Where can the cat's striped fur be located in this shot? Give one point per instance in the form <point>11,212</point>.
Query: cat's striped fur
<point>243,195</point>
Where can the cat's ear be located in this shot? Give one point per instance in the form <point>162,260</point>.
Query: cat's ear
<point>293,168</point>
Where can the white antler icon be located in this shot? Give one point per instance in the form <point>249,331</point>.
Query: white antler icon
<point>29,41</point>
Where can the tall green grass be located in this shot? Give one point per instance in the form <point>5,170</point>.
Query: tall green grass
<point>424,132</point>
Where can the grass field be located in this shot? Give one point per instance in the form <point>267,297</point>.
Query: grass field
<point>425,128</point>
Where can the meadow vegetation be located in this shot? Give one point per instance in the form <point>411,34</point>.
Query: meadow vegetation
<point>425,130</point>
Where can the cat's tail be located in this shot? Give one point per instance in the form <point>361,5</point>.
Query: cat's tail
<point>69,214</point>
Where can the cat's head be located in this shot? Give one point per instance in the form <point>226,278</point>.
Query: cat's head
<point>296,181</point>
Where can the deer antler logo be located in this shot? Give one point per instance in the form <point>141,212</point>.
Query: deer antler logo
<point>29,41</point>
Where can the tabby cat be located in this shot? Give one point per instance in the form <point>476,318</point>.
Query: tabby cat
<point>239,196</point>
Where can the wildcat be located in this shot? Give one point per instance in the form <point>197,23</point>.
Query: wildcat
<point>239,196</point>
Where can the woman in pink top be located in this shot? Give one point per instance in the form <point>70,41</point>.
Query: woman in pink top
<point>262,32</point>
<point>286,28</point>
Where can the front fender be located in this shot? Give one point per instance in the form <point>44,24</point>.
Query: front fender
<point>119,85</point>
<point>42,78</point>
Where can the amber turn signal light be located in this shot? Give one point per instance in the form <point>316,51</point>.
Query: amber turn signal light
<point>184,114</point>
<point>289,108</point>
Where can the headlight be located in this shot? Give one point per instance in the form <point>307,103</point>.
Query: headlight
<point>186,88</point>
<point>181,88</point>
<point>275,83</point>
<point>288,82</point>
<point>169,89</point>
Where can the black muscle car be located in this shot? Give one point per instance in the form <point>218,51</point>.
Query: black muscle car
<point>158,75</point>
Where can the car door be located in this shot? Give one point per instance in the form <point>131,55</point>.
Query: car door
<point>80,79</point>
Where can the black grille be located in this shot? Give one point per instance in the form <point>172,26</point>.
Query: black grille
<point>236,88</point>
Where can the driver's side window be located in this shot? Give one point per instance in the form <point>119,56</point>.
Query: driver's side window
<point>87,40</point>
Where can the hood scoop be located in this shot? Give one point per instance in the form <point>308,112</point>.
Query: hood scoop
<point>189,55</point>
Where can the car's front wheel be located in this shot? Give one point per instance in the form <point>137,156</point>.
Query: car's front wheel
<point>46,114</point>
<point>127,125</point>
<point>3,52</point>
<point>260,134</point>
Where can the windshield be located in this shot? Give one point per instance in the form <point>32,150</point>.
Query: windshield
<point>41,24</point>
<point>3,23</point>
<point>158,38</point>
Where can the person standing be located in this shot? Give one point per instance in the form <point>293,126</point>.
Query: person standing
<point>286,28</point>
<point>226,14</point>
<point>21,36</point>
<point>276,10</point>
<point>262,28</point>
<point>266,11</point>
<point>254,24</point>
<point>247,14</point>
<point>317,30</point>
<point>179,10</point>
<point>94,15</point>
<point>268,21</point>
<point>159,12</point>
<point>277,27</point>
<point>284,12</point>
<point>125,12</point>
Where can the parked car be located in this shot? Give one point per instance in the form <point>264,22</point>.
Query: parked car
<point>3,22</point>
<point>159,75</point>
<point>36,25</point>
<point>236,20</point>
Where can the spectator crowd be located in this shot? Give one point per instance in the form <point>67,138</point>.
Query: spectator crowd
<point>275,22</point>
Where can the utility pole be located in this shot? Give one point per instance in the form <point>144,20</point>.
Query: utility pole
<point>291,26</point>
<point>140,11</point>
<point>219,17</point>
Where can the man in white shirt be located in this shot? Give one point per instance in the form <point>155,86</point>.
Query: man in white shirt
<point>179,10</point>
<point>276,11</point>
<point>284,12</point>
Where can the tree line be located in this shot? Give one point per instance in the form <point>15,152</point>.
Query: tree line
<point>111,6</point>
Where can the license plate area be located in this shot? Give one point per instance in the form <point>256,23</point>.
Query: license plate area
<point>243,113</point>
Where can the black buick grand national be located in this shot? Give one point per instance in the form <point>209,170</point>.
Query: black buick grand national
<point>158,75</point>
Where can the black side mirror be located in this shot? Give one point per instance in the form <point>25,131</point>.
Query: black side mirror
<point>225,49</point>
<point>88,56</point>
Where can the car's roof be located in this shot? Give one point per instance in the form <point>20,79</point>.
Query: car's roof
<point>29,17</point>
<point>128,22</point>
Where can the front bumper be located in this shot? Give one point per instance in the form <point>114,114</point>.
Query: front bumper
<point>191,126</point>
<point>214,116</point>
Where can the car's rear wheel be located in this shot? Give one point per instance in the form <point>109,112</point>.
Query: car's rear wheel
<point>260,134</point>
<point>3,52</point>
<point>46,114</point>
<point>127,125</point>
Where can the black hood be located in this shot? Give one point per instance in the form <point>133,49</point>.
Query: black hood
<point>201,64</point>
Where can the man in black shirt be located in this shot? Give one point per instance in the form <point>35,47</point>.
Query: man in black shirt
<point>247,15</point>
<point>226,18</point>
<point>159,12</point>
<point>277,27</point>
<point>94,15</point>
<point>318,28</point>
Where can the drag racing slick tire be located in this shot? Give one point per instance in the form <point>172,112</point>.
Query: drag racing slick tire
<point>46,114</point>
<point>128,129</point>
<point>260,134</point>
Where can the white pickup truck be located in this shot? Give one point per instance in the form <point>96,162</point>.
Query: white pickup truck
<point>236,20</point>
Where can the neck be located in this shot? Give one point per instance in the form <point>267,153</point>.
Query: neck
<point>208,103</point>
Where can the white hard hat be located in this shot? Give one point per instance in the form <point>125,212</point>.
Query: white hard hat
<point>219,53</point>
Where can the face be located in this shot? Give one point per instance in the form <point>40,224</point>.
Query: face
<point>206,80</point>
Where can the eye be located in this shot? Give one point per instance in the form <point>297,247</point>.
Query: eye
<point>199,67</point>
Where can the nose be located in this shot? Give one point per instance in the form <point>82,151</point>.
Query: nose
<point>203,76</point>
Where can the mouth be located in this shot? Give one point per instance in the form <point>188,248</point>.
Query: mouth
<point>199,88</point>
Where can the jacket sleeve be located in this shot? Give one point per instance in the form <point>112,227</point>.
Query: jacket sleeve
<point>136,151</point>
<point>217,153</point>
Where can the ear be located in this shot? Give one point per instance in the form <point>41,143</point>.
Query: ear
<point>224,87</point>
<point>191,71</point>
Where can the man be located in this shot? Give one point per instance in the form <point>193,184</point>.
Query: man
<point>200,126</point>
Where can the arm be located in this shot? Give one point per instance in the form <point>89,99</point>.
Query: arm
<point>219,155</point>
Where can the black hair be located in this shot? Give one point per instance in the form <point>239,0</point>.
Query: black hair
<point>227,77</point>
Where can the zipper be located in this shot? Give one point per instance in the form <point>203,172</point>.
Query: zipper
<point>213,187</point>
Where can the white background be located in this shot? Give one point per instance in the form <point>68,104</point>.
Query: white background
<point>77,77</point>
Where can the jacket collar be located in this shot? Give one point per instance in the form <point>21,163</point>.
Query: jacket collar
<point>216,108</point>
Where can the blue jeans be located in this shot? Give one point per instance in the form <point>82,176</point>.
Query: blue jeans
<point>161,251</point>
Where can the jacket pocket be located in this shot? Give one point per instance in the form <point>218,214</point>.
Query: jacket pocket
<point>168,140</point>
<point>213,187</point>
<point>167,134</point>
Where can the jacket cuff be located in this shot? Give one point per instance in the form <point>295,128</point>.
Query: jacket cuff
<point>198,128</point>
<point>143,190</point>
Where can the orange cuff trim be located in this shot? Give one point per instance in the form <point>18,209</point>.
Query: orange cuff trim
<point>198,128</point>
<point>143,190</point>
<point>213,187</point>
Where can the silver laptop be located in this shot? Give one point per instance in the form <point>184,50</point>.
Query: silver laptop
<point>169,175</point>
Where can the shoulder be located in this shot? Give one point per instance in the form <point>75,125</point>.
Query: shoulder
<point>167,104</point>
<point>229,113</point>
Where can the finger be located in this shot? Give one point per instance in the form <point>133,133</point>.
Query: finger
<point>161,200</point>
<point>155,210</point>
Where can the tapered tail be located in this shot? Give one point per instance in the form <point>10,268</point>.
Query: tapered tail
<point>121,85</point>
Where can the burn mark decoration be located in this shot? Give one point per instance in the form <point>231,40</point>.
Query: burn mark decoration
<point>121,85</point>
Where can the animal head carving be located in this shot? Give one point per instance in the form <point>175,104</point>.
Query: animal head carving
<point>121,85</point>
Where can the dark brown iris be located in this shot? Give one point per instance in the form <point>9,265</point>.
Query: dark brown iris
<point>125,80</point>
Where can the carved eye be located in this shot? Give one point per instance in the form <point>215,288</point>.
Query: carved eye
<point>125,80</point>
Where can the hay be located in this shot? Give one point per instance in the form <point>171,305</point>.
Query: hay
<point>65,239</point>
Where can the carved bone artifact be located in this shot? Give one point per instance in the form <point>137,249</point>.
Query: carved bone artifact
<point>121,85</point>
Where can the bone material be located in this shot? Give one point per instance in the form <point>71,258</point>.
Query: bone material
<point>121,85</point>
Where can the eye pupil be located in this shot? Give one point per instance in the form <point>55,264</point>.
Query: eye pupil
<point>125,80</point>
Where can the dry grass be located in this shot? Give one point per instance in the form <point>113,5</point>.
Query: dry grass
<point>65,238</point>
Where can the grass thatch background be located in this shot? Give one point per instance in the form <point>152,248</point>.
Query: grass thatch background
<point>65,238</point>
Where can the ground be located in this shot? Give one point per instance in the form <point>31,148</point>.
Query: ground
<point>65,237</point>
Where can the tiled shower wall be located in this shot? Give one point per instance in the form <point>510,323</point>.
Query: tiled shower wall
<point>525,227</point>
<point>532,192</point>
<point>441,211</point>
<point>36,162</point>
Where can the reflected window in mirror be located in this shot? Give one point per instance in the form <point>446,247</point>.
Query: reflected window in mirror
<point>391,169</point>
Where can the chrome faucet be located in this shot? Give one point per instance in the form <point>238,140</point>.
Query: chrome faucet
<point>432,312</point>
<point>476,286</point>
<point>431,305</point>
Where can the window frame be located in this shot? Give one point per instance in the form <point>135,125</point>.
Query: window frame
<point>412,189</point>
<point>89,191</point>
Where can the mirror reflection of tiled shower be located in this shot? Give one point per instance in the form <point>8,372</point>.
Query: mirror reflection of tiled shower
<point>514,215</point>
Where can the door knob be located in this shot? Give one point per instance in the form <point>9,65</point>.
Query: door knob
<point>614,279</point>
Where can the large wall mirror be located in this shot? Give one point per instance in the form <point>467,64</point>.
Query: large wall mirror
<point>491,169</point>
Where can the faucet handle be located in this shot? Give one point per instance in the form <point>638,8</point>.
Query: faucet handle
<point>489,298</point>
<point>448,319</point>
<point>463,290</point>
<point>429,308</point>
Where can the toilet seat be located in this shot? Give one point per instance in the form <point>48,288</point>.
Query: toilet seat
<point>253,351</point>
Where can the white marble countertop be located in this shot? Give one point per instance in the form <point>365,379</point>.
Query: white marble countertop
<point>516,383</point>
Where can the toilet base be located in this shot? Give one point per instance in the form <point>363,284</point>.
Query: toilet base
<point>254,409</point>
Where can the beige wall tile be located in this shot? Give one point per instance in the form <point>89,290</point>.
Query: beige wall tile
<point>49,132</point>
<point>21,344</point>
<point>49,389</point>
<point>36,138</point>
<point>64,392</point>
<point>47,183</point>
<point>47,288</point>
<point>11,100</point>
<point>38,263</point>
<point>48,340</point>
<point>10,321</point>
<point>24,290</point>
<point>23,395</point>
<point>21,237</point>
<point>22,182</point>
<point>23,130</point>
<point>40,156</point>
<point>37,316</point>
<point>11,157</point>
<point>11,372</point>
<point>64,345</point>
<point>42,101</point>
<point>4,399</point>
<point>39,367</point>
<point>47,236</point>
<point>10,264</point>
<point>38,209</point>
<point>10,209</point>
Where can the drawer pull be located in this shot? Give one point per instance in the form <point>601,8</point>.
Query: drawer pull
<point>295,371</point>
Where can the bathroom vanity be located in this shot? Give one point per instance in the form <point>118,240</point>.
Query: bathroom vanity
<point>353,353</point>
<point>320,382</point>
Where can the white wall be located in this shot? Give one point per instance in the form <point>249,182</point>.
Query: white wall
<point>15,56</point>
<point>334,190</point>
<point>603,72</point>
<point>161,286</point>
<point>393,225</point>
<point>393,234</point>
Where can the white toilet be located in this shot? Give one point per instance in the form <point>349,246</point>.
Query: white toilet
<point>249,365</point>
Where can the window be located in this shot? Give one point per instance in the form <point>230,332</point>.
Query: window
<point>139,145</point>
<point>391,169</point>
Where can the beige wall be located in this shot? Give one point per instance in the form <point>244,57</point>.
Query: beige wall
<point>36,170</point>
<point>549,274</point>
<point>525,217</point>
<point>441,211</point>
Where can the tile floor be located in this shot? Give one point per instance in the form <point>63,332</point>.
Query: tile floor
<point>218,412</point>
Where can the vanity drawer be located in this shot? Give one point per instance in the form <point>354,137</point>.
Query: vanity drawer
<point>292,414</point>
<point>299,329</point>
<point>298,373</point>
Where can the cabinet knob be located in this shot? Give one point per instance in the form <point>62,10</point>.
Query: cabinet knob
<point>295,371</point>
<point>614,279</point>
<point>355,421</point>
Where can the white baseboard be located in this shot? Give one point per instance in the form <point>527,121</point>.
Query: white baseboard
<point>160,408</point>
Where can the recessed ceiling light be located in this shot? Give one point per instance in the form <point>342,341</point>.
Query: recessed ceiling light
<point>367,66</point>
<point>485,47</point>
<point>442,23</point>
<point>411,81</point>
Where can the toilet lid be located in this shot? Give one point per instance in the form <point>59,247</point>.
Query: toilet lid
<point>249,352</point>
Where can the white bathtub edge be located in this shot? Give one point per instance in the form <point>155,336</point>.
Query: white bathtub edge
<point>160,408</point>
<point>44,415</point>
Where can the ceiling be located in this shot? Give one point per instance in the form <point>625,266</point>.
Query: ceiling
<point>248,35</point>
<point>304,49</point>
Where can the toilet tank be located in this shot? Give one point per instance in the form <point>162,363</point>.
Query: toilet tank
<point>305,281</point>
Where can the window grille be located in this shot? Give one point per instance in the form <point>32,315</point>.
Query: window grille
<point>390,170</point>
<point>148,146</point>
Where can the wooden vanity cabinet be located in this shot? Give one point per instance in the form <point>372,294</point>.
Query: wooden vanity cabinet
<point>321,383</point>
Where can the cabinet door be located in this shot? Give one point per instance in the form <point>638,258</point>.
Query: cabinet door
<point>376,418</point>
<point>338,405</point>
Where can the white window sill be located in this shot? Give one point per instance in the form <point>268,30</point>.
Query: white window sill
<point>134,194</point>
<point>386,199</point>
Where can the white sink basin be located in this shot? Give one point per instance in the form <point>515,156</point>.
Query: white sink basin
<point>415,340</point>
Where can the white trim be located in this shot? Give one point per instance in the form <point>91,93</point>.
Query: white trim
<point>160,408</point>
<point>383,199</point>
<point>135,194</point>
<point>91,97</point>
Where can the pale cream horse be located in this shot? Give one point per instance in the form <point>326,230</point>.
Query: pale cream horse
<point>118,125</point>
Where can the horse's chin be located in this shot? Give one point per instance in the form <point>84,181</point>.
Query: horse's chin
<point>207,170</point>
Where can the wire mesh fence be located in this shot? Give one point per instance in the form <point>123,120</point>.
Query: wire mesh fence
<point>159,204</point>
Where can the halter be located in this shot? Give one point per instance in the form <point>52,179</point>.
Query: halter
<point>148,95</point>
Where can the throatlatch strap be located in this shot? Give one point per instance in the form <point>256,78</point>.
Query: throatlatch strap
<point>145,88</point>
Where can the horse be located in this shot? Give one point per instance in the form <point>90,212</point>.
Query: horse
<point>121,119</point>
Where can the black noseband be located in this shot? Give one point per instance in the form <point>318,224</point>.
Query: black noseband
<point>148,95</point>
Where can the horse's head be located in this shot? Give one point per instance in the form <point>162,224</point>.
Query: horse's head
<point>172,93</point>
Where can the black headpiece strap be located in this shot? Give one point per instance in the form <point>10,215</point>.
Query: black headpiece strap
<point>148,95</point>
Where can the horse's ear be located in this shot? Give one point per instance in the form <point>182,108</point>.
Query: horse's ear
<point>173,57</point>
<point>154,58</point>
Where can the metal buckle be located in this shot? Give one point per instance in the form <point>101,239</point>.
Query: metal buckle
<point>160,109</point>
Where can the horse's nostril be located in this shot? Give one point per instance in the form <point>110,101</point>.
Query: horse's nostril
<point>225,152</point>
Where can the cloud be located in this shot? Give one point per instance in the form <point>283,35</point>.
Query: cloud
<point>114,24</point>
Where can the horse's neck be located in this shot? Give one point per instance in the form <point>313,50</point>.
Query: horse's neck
##########
* Work order
Among the records above, extract exactly the lines from the line with "Where can the tabby" to the line with "Where can the front fender", both lines included, and leave out the rest.

* Exercise output
Where can the tabby cat be located in this shot? Give one point per instance in the form <point>476,318</point>.
Query: tabby cat
<point>239,196</point>
Where can the wildcat be located in this shot? Give one point per instance in the form <point>197,23</point>.
Query: wildcat
<point>239,196</point>
Where can the woman in pink top be located in this shot? Give one point per instance in the form <point>70,41</point>.
Query: woman in pink top
<point>262,32</point>
<point>286,28</point>
Where can the front fender be located in this shot? Give one point per instance in the form <point>44,24</point>.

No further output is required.